═════ GIVEN TEXT

These scenarios underscore the importance of having a fast, reliable, and automated system that can keep people safe and informed when seconds matter.
Beyond Disasters: Creative Uses for Alert Notifications
While emergency alerts are critical for safety, businesses can also leverage notification systems in innovative ways to improve communication and efficiency. Here are a few creative applications:
1. Last-Minute Meeting Location Updates
Have you ever had to shift a meeting room at the last minute? Instead of relying on scattered emails or word-of-mouth, a quick text notification can instantly alert attendees of a location change, preventing confusion and delays.
2. Team Coordination for Field or Remote Workers
For businesses with mobile teams, such as construction crews, logistics operations, or remote service providers, alerts can be used to communicate schedule updates, route changes, or new job assignments in real time.
3. Special Event Reminders & RSVP Confirmations
Hosting an employee appreciation event, webinar, or corporate training session? Use alerts to remind attendees, provide last-minute details, or even send thank-you messages after the event.
4. IT System Maintenance & Outage Alerts
When performing planned system maintenance, notifying employees in advance can reduce downtime frustrations. Instant alerts can also help IT teams quickly communicate system recovery progress during unexpected outages.
5. Company Announcements & Policy Changes
Instead of waiting for people to check their emails, a quick text or push notification can ensure employees immediately receive important company updates, such as leadership changes, benefits enrollment deadlines, or policy shifts.
6. Shift Scheduling & Staffing Alerts
For industries with variable work schedules, such as healthcare, retail, and manufacturing, alert notifications can be used to fill last-minute shift openings, confirm schedules, or notify employees of shift changes without the hassle of manual calls.

══════════
═════ SUPPLIED MATERIAL

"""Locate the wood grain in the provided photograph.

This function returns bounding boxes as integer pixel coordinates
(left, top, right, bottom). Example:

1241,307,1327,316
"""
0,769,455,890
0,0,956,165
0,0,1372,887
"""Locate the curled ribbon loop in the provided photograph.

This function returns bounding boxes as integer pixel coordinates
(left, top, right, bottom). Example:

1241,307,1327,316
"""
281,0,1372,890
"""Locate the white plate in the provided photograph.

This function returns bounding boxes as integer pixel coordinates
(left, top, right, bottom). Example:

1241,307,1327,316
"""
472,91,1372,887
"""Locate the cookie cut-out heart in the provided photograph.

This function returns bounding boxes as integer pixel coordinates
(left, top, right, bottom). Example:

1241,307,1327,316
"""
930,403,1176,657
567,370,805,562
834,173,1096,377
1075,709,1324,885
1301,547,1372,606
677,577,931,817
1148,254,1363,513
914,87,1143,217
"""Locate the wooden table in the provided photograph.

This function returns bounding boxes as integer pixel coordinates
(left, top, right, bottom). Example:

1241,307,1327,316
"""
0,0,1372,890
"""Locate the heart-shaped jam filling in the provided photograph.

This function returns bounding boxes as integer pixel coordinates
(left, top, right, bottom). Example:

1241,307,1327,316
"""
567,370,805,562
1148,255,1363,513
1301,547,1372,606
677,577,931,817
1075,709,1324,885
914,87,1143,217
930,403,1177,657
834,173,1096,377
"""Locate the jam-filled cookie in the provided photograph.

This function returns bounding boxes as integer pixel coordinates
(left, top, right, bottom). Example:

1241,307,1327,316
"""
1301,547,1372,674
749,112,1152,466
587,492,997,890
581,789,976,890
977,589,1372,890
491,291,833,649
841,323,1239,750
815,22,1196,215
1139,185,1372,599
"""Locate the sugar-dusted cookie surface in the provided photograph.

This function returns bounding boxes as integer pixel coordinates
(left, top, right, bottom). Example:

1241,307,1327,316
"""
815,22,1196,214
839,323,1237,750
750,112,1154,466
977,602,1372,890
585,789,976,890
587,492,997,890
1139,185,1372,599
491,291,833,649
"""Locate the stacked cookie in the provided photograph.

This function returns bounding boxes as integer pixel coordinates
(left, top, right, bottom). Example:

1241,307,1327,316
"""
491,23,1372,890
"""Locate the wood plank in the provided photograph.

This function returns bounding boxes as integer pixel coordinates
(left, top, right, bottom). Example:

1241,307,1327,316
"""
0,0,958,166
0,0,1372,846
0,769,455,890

══════════

STUDY QUESTIONS
- A) Decide whether each statement agrees with the alert notifications text: (i) healthcare, retail, and manufacturing are named as industries with variable work schedules; (ii) alerts for mobile teams can deliver new job assignments in real time; (iii) thank-you messages are to be sent before the event. For each, give yes or no and quote the deciding words.
- B) Extend the alert notifications text past its final sentence.

WRITTEN RESPONSES
- A)
(i) Yes: "such as healthcare, retail, and manufacturing"
(ii) Yes: "communicate schedule updates, route changes, or new job assignments in real time"
(iii) No: "send thank-you messages after the event"

- B)
Choosing an Alert Notification System
When looking for an alert notification system that will address your organization’s needs, consider the following features:
- – Multi-Channel – Do you need to send messages via email, text, or both? Should the system offer two-way communication options, or do you prefer for employees to send responses internally?
- – Automated & Customizable – Consider whether you want to schedule alerts, target specific contact lists, or keep a library of pre-made messages for faster distribution.
- – Reliable & Scalable – Depending on the number of employee and stakeholder contacts you want to have available in your system, you should ensure the platform you’ve chosen can effectively store and deliver to that volume. Consider the cost for contacts, as many alert providers have a tiered pricing model depending on the number of account users and contacts you will have associated with your system.
Using Alerts to Enhance Business Resilience & Efficiency
An emergency alert system is not just a safety tool—it’s a communication powerhouse. Whether keeping employees safe during a crisis or improving everyday operations, real-time alerts ensure that your business stays connected, informed, and prepared.
Is your business equipped with a modern, reliable alert system? If not, now is the time to implement one. Stay ahead of disruptions and enhance communication by investing in an emergency notification strategy that works when you need it most.